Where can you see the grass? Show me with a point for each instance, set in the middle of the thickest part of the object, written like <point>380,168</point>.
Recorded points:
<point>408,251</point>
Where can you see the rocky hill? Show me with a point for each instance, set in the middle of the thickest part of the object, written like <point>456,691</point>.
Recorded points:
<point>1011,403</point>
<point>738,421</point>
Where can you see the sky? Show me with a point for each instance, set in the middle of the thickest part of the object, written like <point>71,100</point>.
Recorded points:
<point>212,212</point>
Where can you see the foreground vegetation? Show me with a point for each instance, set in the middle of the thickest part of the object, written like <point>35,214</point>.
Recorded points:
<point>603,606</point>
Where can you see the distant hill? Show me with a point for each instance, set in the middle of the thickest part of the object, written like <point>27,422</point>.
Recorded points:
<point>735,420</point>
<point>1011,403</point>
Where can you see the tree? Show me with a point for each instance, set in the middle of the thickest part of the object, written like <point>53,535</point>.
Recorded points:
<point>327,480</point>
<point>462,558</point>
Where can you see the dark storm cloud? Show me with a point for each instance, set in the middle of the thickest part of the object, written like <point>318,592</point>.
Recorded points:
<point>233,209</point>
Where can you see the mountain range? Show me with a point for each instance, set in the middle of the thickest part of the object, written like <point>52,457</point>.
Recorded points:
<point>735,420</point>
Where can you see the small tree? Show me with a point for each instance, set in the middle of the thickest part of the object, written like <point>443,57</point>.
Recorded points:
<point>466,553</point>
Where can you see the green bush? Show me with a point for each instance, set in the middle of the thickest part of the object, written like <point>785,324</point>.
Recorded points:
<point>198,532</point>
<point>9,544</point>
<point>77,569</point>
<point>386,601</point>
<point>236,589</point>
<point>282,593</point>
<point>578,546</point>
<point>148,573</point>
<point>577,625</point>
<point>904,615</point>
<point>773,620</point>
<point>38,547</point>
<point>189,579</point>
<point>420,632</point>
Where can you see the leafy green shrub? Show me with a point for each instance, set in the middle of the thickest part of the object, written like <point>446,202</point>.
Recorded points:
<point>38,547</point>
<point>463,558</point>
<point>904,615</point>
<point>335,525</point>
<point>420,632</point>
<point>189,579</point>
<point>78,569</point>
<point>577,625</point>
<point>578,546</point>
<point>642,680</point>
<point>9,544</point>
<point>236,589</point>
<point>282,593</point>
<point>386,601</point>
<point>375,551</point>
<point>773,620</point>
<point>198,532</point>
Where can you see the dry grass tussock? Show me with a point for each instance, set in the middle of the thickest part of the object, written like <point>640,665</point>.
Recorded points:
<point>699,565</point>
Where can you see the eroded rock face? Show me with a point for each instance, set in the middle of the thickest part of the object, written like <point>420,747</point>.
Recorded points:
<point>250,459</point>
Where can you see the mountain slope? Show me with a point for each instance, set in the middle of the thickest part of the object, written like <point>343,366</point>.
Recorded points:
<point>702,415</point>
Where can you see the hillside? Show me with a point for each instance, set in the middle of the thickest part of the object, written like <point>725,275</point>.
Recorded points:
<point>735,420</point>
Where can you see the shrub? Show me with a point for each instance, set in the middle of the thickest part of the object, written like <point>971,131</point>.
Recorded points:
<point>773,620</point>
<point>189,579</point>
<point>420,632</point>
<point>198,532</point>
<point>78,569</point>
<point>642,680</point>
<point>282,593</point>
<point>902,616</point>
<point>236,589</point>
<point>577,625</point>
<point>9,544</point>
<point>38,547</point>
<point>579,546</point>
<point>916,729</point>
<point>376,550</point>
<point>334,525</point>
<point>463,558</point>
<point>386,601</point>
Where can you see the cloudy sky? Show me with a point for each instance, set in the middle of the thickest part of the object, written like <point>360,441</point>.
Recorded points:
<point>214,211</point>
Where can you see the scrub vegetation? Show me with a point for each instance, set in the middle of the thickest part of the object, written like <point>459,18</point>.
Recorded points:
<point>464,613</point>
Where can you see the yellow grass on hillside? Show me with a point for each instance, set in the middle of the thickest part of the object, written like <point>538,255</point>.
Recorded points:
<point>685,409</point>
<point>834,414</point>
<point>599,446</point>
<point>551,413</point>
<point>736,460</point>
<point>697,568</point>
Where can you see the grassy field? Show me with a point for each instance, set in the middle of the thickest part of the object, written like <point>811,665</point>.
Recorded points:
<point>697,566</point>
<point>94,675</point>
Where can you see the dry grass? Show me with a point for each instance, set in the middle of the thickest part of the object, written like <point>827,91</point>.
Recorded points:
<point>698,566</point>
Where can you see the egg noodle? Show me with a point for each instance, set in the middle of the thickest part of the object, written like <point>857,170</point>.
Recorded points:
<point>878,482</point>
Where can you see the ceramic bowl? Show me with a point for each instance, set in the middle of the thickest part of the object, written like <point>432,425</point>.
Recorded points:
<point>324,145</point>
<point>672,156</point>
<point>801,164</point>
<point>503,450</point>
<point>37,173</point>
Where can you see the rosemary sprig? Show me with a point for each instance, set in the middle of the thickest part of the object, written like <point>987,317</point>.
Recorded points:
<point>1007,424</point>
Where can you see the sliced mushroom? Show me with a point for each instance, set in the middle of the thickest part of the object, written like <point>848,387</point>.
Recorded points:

· · · · · · ·

WHAT THE TASK ASKS:
Rewrite the records above, changing "thickest part" to "widest part" and leaving everything else unchanged.

EXERCISE RESPONSE:
Where can you see the grass? Show me with a point for each instance, set in the middle of the widest part of the object, written like <point>380,168</point>.
Recorded points:
<point>408,251</point>
Where can you see the rocky hill? Show me with a point for each instance, set in the middle of the widest part of the object, written like <point>456,691</point>.
Recorded points:
<point>1011,403</point>
<point>738,421</point>
Where can you see the sky? Show me with a point for each instance, set in the middle of the widest part of the object, written like <point>71,100</point>.
Recorded points:
<point>212,212</point>
Where can you see the foreground vegetation? Show me with a point for each instance, set in the middle of the widest part of the object, written like <point>35,214</point>.
Recorded points:
<point>603,606</point>
Where can you see the distant hill? Show me with a point for each instance, set in the middle of the widest part of the object, written like <point>27,422</point>.
Recorded points:
<point>735,420</point>
<point>1011,403</point>
Where can you see the tree? Show me with a point for each instance, set in the middle of the widest part of the object, written like <point>53,535</point>.
Recorded points:
<point>327,480</point>
<point>462,558</point>
Where can you see the dark storm cloud? Show me with a point for each instance, set in the middle of the widest part of the object, written like <point>318,592</point>.
Recorded points:
<point>233,209</point>
Where can you see the mountain range? Show me with a point for each instance, set in the middle of the widest part of the object, written like <point>52,457</point>.
Recorded points:
<point>735,420</point>
Where can you see the small tree? Show me with a point for each instance, set in the middle of the widest part of the object, written like <point>443,57</point>.
Recorded points:
<point>466,553</point>
Where can you see the green bush? Show me with a point for each instance, set in the middle of the widest part of the object, written like <point>785,324</point>.
Recorded points:
<point>198,532</point>
<point>9,544</point>
<point>77,569</point>
<point>386,601</point>
<point>236,589</point>
<point>282,593</point>
<point>578,546</point>
<point>148,573</point>
<point>577,625</point>
<point>904,615</point>
<point>773,620</point>
<point>38,547</point>
<point>189,579</point>
<point>420,632</point>
Where can you see the leafy green shrub? Show me with a point for each instance, set in the middle of the widest part of the object, written like <point>446,202</point>.
Recorded points:
<point>38,547</point>
<point>463,558</point>
<point>904,615</point>
<point>335,525</point>
<point>420,632</point>
<point>189,579</point>
<point>78,569</point>
<point>577,625</point>
<point>578,546</point>
<point>642,680</point>
<point>9,544</point>
<point>236,589</point>
<point>282,593</point>
<point>386,601</point>
<point>375,551</point>
<point>773,620</point>
<point>198,532</point>
Where can you see the dry grass tussock? Show me with a point for each instance, set in the middle of the widest part of the object, written like <point>640,665</point>.
Recorded points:
<point>699,565</point>
Where can you see the eroded rock face? Show me with a point for each instance, set in the middle of the widest part of the object, written like <point>420,747</point>.
Recorded points:
<point>250,459</point>
Where can you see the mountain slope? Show me with a point for each instance, set in the middle of the widest part of the object, written like <point>343,366</point>.
Recorded points:
<point>702,415</point>
Where can you see the hillside? Show me with a point for each instance, set in the middle of the widest part of the object, written like <point>725,275</point>.
Recorded points:
<point>735,420</point>
Where can you see the shrub? Show me with a point for each instance, set in the middle of the widest part of the object, written like <point>971,131</point>.
Recorded points:
<point>773,620</point>
<point>189,579</point>
<point>420,632</point>
<point>198,532</point>
<point>78,569</point>
<point>642,680</point>
<point>282,593</point>
<point>902,616</point>
<point>236,589</point>
<point>577,625</point>
<point>9,544</point>
<point>38,547</point>
<point>579,546</point>
<point>916,729</point>
<point>376,550</point>
<point>334,525</point>
<point>463,558</point>
<point>386,601</point>
Where can you see the cloudy sky? Show me with a point for each instance, set in the middle of the widest part of the object, written like <point>360,441</point>.
Recorded points:
<point>214,211</point>
Where can you see the scrub vegetation? Show me with a point for each instance, set in the middle of the widest part of the object, written like <point>459,18</point>.
Recorded points:
<point>464,613</point>
Where can you see the yellow grass on hillside? Show me with a point for each instance, set in the middle of the widest part of the object, written like <point>538,255</point>.
Recorded points:
<point>685,409</point>
<point>834,414</point>
<point>599,446</point>
<point>551,413</point>
<point>736,460</point>
<point>697,568</point>
Where can you see the grassy field? Show me with a point for each instance, set in the middle of the widest part of the object, written like <point>811,665</point>.
Recorded points:
<point>697,566</point>
<point>94,675</point>
Where can you see the dry grass? Show me with a point for each instance, set in the middle of the widest part of the object, written like <point>827,91</point>.
Recorded points:
<point>698,566</point>
Where can you see the egg noodle? Show me with a point for each instance, set in the middle of the widest part of the object, written like <point>857,170</point>.
Recorded points:
<point>878,482</point>
Where can you see the ceramic bowl? Show me with a point for each instance, set in the middle of the widest part of the object, written like <point>432,425</point>.
Recorded points:
<point>324,145</point>
<point>672,156</point>
<point>801,164</point>
<point>503,450</point>
<point>37,173</point>
Where can you see the rosemary sprig? Show me with a point for each instance, set in the middle of the widest part of the object, written like <point>987,317</point>.
Recorded points:
<point>1007,424</point>
Where can you see the sliced mushroom? Show me with a point for each instance, set in the middle of the widest part of the object, written like <point>848,387</point>.
Recorded points:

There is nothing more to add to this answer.